─── SELECTED TEXT ───

I don’t know if familiarity breeds contempt as much as it breeds photo-blindness.

I would never (never, I say!) even think about photographing the bed at my house. But a hotel room’s bed? I photograph a lot of hotel room beds. They just seem to be a lot more interesting, but that also makes me realize that I am overlooking photographic subjects in my own house.

Fort Worth, Texas
photographed 12.23.2022

eight twenty-seven

Yesterday’s post spoke about how I took a lot of photos at the hotel where I stayed in Oklahoma City. And here’s another one.

I just couldn’t stop myself.

21c Museum Hotel
Oklahoma City, Oklahoma
photographed 8.3.2022

accent color

So, the other weekend in Oklahoma City, I spent a few nights at the delightfully eccentric and quirky 21c Museum Hotel. The hotel is in a former Ford assembly plant, and it’s still got a lot of industrial details and the best natural light I’ve ever seen in a hotel.

And that’s why almost every photo I made that weekend was taken in the hotel.

─── DATASET SECTION ───

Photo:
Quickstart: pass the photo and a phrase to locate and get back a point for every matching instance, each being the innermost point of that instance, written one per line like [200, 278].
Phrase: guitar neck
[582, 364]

───

**WHAT YOU NEED TO DO**
**a)** List every place name (cities, states, and the hotel) that appears in the hotel photography blog text.
**b)** Carry on writing the hotel photography blog text from the point where it stops.
You won't need the material for this.

**RESPONSES TO THE TASKS**
**a)**
- Fort Worth
- Texas
- Oklahoma City
- Oklahoma
- 21c Museum Hotel

**b)**
I mean, you see why, right? A red blanket in an otherwise mostly monochromatic room + window light? There’s no way to pass that up.

21c Museum Hotel
Oklahoma City, Oklahoma
photographed 8.4.2022

parking, lots

Views from hotel rooms are something I will always photograph. (For example: San Diego; Stroud, Oklahoma; San Antonio; Oklahoma City; and Memphis.)

And here’s what I could see from a hotel room in San Francisco.

San Francisco, California
photographed 4.15.2019

the story remains untold

Yes. I know this is a departure from my usual work.

But what better time than right now, this very minute, to try something new, something that asks some narrative questions, yet fails to provide any answers?